> **EXERCISE INSTRUCTIONS**: Word for word, repeat all of the entries below.

○ ○ ○

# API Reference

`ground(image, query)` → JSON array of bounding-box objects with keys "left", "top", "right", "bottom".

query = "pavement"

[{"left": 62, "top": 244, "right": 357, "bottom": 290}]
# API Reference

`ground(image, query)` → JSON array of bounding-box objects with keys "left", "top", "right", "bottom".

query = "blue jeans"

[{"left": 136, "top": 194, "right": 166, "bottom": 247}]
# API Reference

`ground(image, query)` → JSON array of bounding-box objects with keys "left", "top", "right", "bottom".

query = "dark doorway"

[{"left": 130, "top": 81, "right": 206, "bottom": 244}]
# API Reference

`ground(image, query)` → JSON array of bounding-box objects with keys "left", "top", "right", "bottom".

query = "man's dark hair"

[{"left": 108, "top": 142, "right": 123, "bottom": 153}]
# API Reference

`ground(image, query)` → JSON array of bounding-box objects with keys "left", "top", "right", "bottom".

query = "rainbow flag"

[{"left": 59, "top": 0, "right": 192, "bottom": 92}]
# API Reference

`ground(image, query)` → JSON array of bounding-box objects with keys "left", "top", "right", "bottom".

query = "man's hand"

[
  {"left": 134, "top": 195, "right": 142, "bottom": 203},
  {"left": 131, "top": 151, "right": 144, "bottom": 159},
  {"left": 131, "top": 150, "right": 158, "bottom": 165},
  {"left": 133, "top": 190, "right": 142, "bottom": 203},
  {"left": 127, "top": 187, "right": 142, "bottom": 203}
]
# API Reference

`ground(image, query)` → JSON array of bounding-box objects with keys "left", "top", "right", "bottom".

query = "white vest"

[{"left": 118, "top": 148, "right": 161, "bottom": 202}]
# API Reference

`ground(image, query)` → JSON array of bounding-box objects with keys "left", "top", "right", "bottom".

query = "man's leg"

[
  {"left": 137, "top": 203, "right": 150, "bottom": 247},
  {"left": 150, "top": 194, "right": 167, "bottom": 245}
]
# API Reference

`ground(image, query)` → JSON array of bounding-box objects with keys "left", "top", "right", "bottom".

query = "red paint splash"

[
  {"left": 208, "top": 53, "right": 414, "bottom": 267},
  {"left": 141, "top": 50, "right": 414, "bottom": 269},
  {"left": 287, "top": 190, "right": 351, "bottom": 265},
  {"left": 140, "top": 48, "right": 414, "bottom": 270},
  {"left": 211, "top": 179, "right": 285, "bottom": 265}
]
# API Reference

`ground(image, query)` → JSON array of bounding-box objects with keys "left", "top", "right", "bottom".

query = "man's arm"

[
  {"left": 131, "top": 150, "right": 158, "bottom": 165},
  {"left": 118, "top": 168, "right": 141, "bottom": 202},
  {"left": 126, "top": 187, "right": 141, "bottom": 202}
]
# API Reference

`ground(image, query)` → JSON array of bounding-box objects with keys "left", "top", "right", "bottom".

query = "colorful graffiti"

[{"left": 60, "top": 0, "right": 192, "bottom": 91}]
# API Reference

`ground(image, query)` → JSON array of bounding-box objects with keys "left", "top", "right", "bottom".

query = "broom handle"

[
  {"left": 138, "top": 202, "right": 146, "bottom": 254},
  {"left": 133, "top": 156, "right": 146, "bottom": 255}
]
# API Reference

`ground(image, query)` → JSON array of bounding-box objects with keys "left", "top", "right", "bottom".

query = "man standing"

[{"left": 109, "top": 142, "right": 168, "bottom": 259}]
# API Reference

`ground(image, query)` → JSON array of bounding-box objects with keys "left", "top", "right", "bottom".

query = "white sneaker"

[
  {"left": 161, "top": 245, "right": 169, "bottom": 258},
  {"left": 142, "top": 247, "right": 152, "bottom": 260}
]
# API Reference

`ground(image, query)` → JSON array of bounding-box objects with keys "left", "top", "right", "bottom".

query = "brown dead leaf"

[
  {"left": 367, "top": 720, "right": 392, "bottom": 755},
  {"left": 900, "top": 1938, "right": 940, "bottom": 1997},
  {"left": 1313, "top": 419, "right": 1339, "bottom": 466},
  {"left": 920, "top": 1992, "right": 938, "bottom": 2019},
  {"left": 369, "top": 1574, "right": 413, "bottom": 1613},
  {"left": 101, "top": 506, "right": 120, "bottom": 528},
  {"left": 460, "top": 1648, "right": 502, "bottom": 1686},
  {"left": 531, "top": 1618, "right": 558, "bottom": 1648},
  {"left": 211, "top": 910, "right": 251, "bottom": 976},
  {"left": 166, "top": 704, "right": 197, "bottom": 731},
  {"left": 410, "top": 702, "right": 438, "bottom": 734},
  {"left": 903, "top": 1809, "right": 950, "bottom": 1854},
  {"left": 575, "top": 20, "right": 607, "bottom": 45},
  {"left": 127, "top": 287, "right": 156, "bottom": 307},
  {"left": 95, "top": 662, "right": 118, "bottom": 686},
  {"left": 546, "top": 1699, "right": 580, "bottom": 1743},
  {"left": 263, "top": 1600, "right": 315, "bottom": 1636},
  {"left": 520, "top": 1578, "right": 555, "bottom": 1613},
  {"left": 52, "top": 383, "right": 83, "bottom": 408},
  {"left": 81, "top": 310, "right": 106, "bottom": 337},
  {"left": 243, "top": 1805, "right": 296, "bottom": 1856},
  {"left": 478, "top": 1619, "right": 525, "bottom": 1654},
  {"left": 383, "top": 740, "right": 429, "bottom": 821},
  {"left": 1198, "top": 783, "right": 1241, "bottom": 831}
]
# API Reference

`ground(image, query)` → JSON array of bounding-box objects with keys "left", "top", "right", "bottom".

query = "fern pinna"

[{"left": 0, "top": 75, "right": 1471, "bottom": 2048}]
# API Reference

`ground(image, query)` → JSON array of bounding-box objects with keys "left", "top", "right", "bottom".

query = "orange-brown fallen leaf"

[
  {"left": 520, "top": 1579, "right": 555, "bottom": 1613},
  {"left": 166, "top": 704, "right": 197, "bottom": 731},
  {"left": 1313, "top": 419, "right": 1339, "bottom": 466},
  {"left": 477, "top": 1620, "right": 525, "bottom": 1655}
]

○ ○ ○

> **EXERCISE ANSWER**:
# API Reference

`ground(image, query)` → JSON array of bounding-box objects with keys "left", "top", "right", "bottom".

query = "pavement"

[{"left": 62, "top": 244, "right": 357, "bottom": 290}]
# API Reference

`ground(image, query)` → JSON array of bounding-box objects with keys "left", "top", "right", "bottom".

query = "blue jeans"

[{"left": 136, "top": 194, "right": 166, "bottom": 247}]
# API Reference

`ground(image, query)` → JSON array of bounding-box objects with keys "left", "top", "right", "bottom".

query = "dark doorway"

[{"left": 130, "top": 81, "right": 206, "bottom": 244}]
# API Reference

`ground(image, query)` → JSON array of bounding-box objects with keys "left", "top", "right", "bottom".

query = "man's dark hair"

[{"left": 108, "top": 142, "right": 123, "bottom": 153}]
# API Reference

`ground(image, query)` → JSON array of bounding-box objects with keys "left", "top", "right", "bottom".

query = "rainbow flag"

[{"left": 59, "top": 0, "right": 192, "bottom": 92}]
# API Reference

`ground(image, query)` → JSON array of bounding-box objects with keys "left", "top", "right", "bottom".

query = "man's hand"

[
  {"left": 134, "top": 195, "right": 142, "bottom": 203},
  {"left": 131, "top": 151, "right": 144, "bottom": 159},
  {"left": 131, "top": 150, "right": 158, "bottom": 165},
  {"left": 133, "top": 190, "right": 142, "bottom": 203},
  {"left": 127, "top": 187, "right": 142, "bottom": 203}
]
# API Reference

`ground(image, query)` → JSON array of bounding-box objects with keys "left", "top", "right", "bottom".

query = "white vest"

[{"left": 118, "top": 148, "right": 161, "bottom": 202}]
# API Reference

`ground(image, query)` → JSON array of bounding-box objects with keys "left", "top", "right", "bottom".

query = "man's leg"

[
  {"left": 137, "top": 203, "right": 150, "bottom": 247},
  {"left": 150, "top": 194, "right": 167, "bottom": 245}
]
# API Reference

`ground(image, query)` → JSON array of bounding-box objects with keys "left", "top", "right", "bottom".

query = "red paint splash"

[
  {"left": 208, "top": 53, "right": 414, "bottom": 267},
  {"left": 141, "top": 50, "right": 414, "bottom": 269},
  {"left": 287, "top": 190, "right": 351, "bottom": 265},
  {"left": 140, "top": 48, "right": 414, "bottom": 270},
  {"left": 211, "top": 179, "right": 285, "bottom": 265}
]
# API Reference

`ground(image, query)` → JSON array of bounding-box objects with keys "left", "top", "right", "bottom".

query = "man's arm"

[
  {"left": 131, "top": 150, "right": 158, "bottom": 165},
  {"left": 118, "top": 168, "right": 141, "bottom": 202},
  {"left": 126, "top": 187, "right": 141, "bottom": 202}
]
# API Reference

`ground(image, query)` → JSON array of bounding-box objects with keys "left", "top", "right", "bottom".

query = "colorful graffiti"

[{"left": 60, "top": 0, "right": 192, "bottom": 91}]
# API Reference

`ground(image, query)` → JSON array of bounding-box objects with keys "left", "top", "right", "bottom".

query = "broom handle"

[
  {"left": 138, "top": 202, "right": 146, "bottom": 254},
  {"left": 133, "top": 156, "right": 146, "bottom": 255}
]
# API Reference

`ground(image, query)` → JSON array of bounding-box objects with keys "left", "top", "right", "bottom".

query = "man standing"

[{"left": 109, "top": 142, "right": 168, "bottom": 259}]
# API Reference

`ground(image, query)` → JSON array of bounding-box objects with keys "left", "top", "right", "bottom".

query = "white sneaker"

[
  {"left": 161, "top": 245, "right": 169, "bottom": 258},
  {"left": 142, "top": 247, "right": 152, "bottom": 260}
]
# API Reference

`ground(image, query)` → JSON array of bounding-box objects with keys "left", "top", "right", "bottom".

query = "brown dead leaf"

[
  {"left": 367, "top": 720, "right": 392, "bottom": 755},
  {"left": 900, "top": 1938, "right": 940, "bottom": 1997},
  {"left": 1313, "top": 419, "right": 1339, "bottom": 466},
  {"left": 920, "top": 1992, "right": 938, "bottom": 2019},
  {"left": 369, "top": 1574, "right": 413, "bottom": 1613},
  {"left": 101, "top": 506, "right": 120, "bottom": 528},
  {"left": 460, "top": 1648, "right": 502, "bottom": 1686},
  {"left": 531, "top": 1618, "right": 558, "bottom": 1648},
  {"left": 211, "top": 910, "right": 251, "bottom": 976},
  {"left": 166, "top": 704, "right": 197, "bottom": 731},
  {"left": 410, "top": 702, "right": 438, "bottom": 734},
  {"left": 903, "top": 1809, "right": 950, "bottom": 1854},
  {"left": 575, "top": 20, "right": 607, "bottom": 45},
  {"left": 127, "top": 287, "right": 156, "bottom": 307},
  {"left": 95, "top": 662, "right": 118, "bottom": 686},
  {"left": 546, "top": 1699, "right": 580, "bottom": 1743},
  {"left": 263, "top": 1600, "right": 315, "bottom": 1636},
  {"left": 520, "top": 1578, "right": 555, "bottom": 1613},
  {"left": 52, "top": 383, "right": 83, "bottom": 408},
  {"left": 81, "top": 310, "right": 106, "bottom": 337},
  {"left": 243, "top": 1805, "right": 296, "bottom": 1856},
  {"left": 478, "top": 1619, "right": 525, "bottom": 1654},
  {"left": 383, "top": 740, "right": 429, "bottom": 821},
  {"left": 1198, "top": 783, "right": 1241, "bottom": 831}
]
# API Reference

`ground(image, query)` → JSON array of bounding-box objects with keys "left", "top", "right", "bottom".

query = "fern pinna"

[{"left": 0, "top": 75, "right": 1471, "bottom": 2048}]
# API Reference

`ground(image, query)` → JSON array of bounding-box objects with keys "left", "top", "right", "bottom".

query = "orange-brown fallen leaf"

[
  {"left": 520, "top": 1579, "right": 555, "bottom": 1613},
  {"left": 166, "top": 704, "right": 197, "bottom": 731},
  {"left": 1313, "top": 419, "right": 1339, "bottom": 466},
  {"left": 477, "top": 1620, "right": 525, "bottom": 1655}
]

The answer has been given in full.